EXERCISE SET |
1. List every configuration property name that appears in the SQS connector documentation.
2. Answer these questions from the SQS connector documentation:
(a) For FIFO queues, what does the record key include besides the queue name and message ID?
(b) By default, how long does the connector wait for a message to be available in SQS when long polling?
(c) What example command is given for installing a specific connector version?
3. Carry on with the SQS connector documentation from the point where it stops.

PASSAGE PROVIDED |
Amazon SQS Source Connector for Confluent Platform

The Kafka Connect Simple Queue Service (SQS) Source Connector is used to move messages from AWS SQS Queues into Apache Kafka®. It supports both Standard and FIFO queues.

This connector polls an SQS queue, converts SQS messages into Kafka records, and pushes the records into a Kafka topic.

Each SQS message is converted into exactly one Kafka record, with the following structure:

  1. The key encodes the SQS queue name and message ID in a struct. For FIFO queues, it also includes the message group ID.
  2. The value encodes the body of the SQS message and various message attributes in a struct. . See Record Schema section.
  3. Each header encodes the message attributes that may be present in SQS message.

The schema for key, value and headers is described in the section Record Schema.

For standard queues, this connector supports best-effort ordering guarantees. This means that there is a chance records will end up in a different order in Kafka. Also, the connector supports at least once delivery guarantees. This means there is a chance that the connector can introduce duplicate records in Kafka.

For FIFO queues, this connector guarantees records are inserted into Kafka in the order they were inserted in SQS, as long as the destination Kafka topic has exactly 1 partition. If the destination topic has more than 1 partitions, you can write a single message transform to set the partition based on the MessageGroupId field in the key.

Features

The SQS Source connector offers the following features:

  • Atleast Once Delivery: The connector guarantees that messages from SQS are delivered atleast once to the Kafka topic.

  • Automatic Retries The SQS source connector may experience problems connecting to the SQS endpoint due to network issues or in the rare occasion due to an AWS outage. The connector will automatically retry polling SQS. The property sqs.max.retries controls how many times retries will be attempted.

    The connector internally uses AWS Java SDK. The AWS Java SDK uses an exponential backoff strategy, such that there is an increasing delay between subsequent retries. For more information, refer to Error Retries and Exponential Backoff in |aws|.

  • Supports HTTPS Proxy The connector can connect to SQS using an https proxy server. To configure the proxy, you can set sqs.proxy.url, sqs.proxy.user and sqs.proxy.password in the configuration file.

  • Long Polling This connector uses long polling to retrieve messages from SQS. By default, it will wait up to 20 seconds for a message to be available in SQS. You can change sqs.waittime.seconds to a number between 1s and 20s.

  • Fetch Multiple Messages In every poll cycle, the connector fetches sqs.messages.max number of messages. By default, this value is 10, which is the maximum. This setting works well for most use cases. However, if your message size is exceptionally large, you may want to reduce this to a lower number.

Install the SQS Source Connector

Install the connector using Confluent Hub

Prerequisite
Confluent Hub Client must be installed. This is installed by default with Confluent Enterprise.

Navigate to your Confluent Platform installation directory and run the following command to install the latest (latest) connector version. The connector must be installed on every machine where Connect will run.

confluent-hub install confluentinc/kafka-connect-sqs:latest

You can install a specific version by replacing latest with a version number. For example:

confluent-hub install confluentinc/kafka-connect-sqs:6.0.0

Install the connector manually

Download and extract the ZIP file for your connector and then follow the manual connector installation instructions.

DATA PROVIDED |
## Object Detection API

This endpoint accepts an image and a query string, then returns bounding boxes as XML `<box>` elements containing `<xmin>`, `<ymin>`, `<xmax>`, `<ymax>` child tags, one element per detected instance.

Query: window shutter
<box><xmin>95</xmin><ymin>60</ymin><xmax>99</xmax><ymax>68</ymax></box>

ANSWERS GIVEN |
1.
sqs.max.retries
sqs.proxy.url
sqs.proxy.user
sqs.proxy.password
sqs.waittime.seconds
sqs.messages.max

2.
(a) The message group ID.
(b) Up to 20 seconds.
(c) confluent-hub install confluentinc/kafka-connect-sqs:6.0.0

3.
License

You can use this connector for a 30-day trial period without a license key.

After 30 days, this connector is available under a Confluent enterprise license. Confluent issues enterprise license keys to subscribers, along with providing enterprise-level support for Confluent Platform and your connectors. If you are a subscriber, please contact Confluent Support at support@confluent.io for more information.

See Confluent Platform license for license properties and License topic configuration for information about the license topic.

Configuration Properties

For a complete list of configuration properties for this connector, see Amazon SQS Source Connector Configuration Properties.

Note

For an example of how to get Kafka Connect connected to Confluent Cloud, see Distributed Cluster in Connect Kafka Connect to Confluent Cloud.

Quick Start

In this quick start guide, you use the SQS source connector to export messages from an SQS FIFO queue to a Kafka topic.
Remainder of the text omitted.